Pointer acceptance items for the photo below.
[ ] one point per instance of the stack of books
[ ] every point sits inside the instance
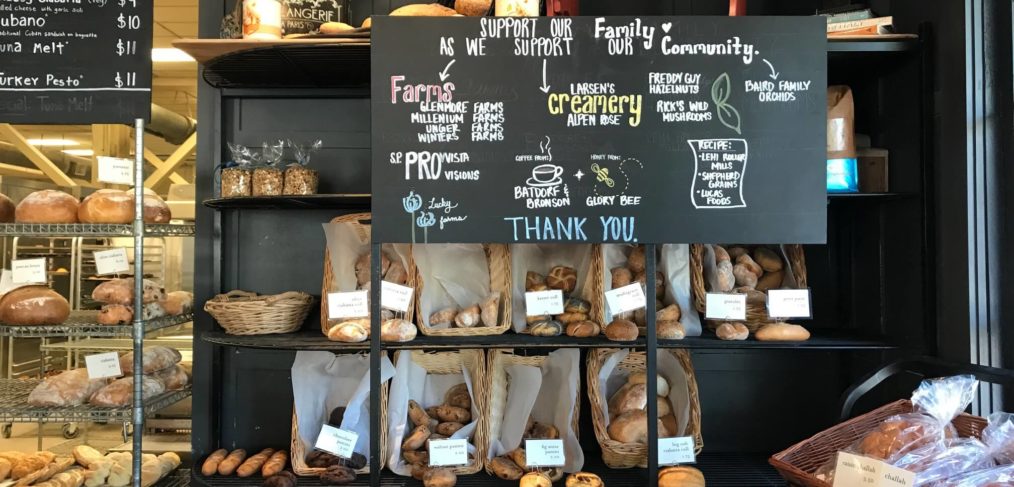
(856, 20)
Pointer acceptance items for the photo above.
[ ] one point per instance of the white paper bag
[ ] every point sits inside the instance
(322, 381)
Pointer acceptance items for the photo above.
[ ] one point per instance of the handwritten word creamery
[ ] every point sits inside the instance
(598, 129)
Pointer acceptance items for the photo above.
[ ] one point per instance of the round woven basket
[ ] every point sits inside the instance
(756, 315)
(618, 455)
(244, 312)
(498, 258)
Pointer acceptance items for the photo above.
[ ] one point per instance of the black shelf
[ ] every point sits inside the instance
(341, 202)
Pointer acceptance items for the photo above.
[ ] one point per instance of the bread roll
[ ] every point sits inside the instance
(47, 206)
(33, 305)
(782, 332)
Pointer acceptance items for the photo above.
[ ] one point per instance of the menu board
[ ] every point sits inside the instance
(599, 130)
(75, 61)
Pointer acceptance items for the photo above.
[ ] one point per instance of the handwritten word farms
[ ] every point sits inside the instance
(554, 228)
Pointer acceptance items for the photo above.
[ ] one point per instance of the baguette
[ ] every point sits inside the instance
(210, 466)
(231, 463)
(275, 464)
(254, 464)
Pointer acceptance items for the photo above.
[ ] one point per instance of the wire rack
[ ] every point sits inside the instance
(93, 229)
(84, 324)
(14, 406)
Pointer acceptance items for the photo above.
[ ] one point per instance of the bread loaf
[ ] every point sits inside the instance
(70, 388)
(47, 206)
(33, 305)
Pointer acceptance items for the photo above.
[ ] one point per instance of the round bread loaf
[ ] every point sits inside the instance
(33, 305)
(106, 206)
(47, 206)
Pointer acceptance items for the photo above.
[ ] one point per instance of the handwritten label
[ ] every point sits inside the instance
(448, 453)
(854, 470)
(675, 450)
(103, 365)
(395, 296)
(545, 453)
(789, 303)
(544, 302)
(116, 170)
(337, 441)
(725, 306)
(348, 304)
(626, 298)
(113, 261)
(28, 271)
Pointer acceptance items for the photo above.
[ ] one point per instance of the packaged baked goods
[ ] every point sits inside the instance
(299, 179)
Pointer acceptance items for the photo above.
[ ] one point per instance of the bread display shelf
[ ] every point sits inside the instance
(84, 324)
(93, 229)
(14, 407)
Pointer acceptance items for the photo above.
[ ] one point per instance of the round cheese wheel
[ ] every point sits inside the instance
(47, 206)
(33, 305)
(106, 206)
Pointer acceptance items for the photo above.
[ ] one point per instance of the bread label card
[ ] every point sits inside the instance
(725, 306)
(675, 450)
(337, 441)
(789, 303)
(855, 470)
(448, 453)
(395, 296)
(28, 271)
(544, 302)
(103, 365)
(545, 453)
(626, 298)
(113, 261)
(116, 170)
(348, 304)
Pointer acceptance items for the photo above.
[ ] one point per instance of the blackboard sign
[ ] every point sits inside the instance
(607, 129)
(75, 61)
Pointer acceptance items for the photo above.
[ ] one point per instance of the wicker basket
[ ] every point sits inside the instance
(498, 257)
(362, 225)
(298, 457)
(756, 315)
(450, 363)
(497, 386)
(243, 312)
(625, 456)
(798, 463)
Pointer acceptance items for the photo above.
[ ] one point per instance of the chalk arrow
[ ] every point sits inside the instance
(545, 87)
(774, 74)
(444, 74)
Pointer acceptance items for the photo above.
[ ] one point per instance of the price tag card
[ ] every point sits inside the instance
(394, 296)
(725, 306)
(544, 302)
(545, 453)
(337, 441)
(116, 170)
(28, 271)
(853, 470)
(113, 261)
(676, 450)
(348, 304)
(448, 453)
(103, 365)
(789, 303)
(626, 298)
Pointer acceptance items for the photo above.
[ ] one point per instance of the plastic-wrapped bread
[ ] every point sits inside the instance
(155, 358)
(121, 392)
(71, 388)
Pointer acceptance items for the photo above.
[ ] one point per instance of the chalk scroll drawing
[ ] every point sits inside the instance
(719, 167)
(727, 114)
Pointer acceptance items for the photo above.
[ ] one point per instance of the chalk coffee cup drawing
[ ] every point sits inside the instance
(546, 175)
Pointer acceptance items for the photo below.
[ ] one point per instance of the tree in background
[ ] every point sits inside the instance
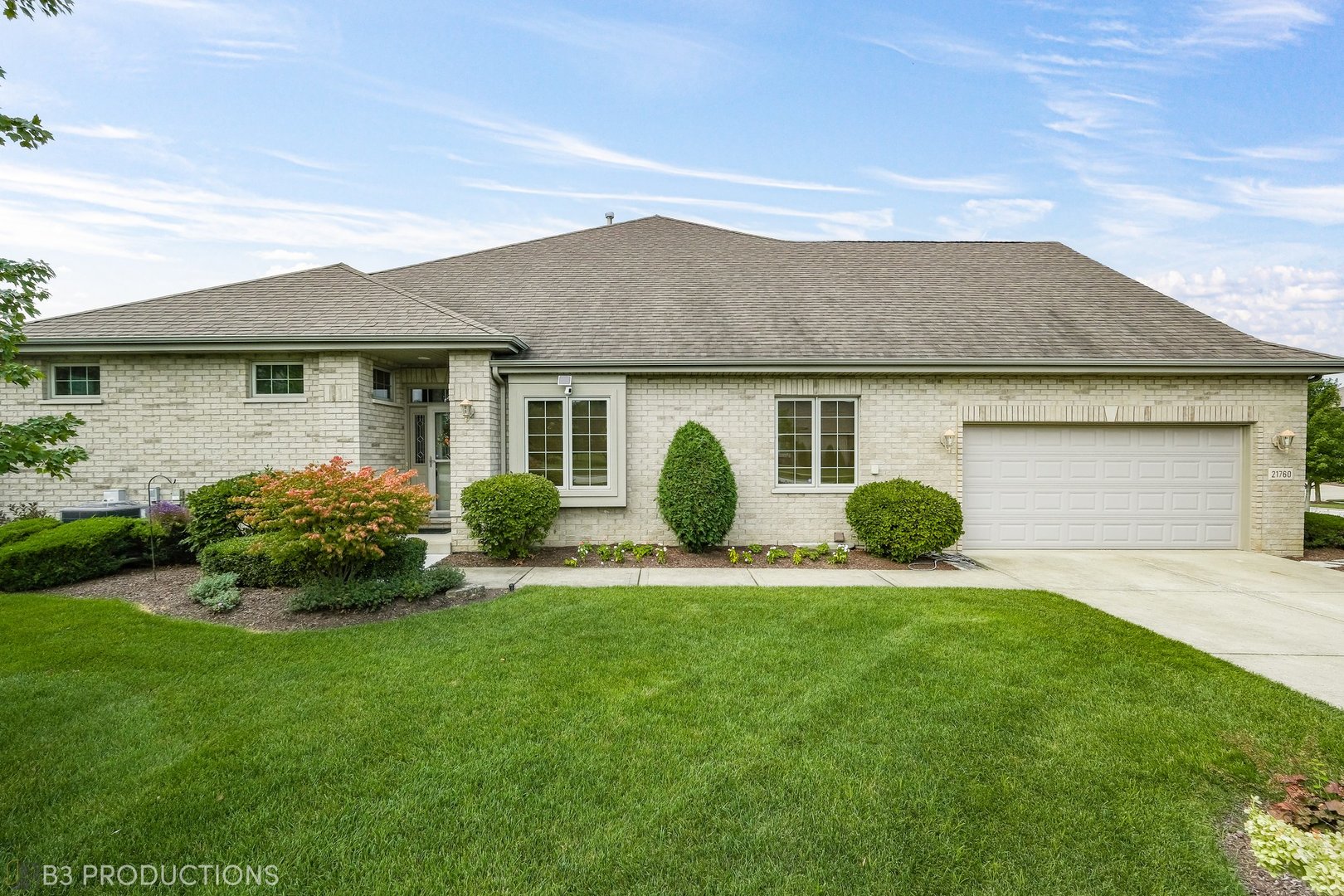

——

Scan the material above for the word "chalk", and copy every line in which it is found.

[ ] one point per instance of the chalk arrow
[ ] one point per instance of the chalk scroll drawing
[ ] one point per instance of the chalk coffee cup drawing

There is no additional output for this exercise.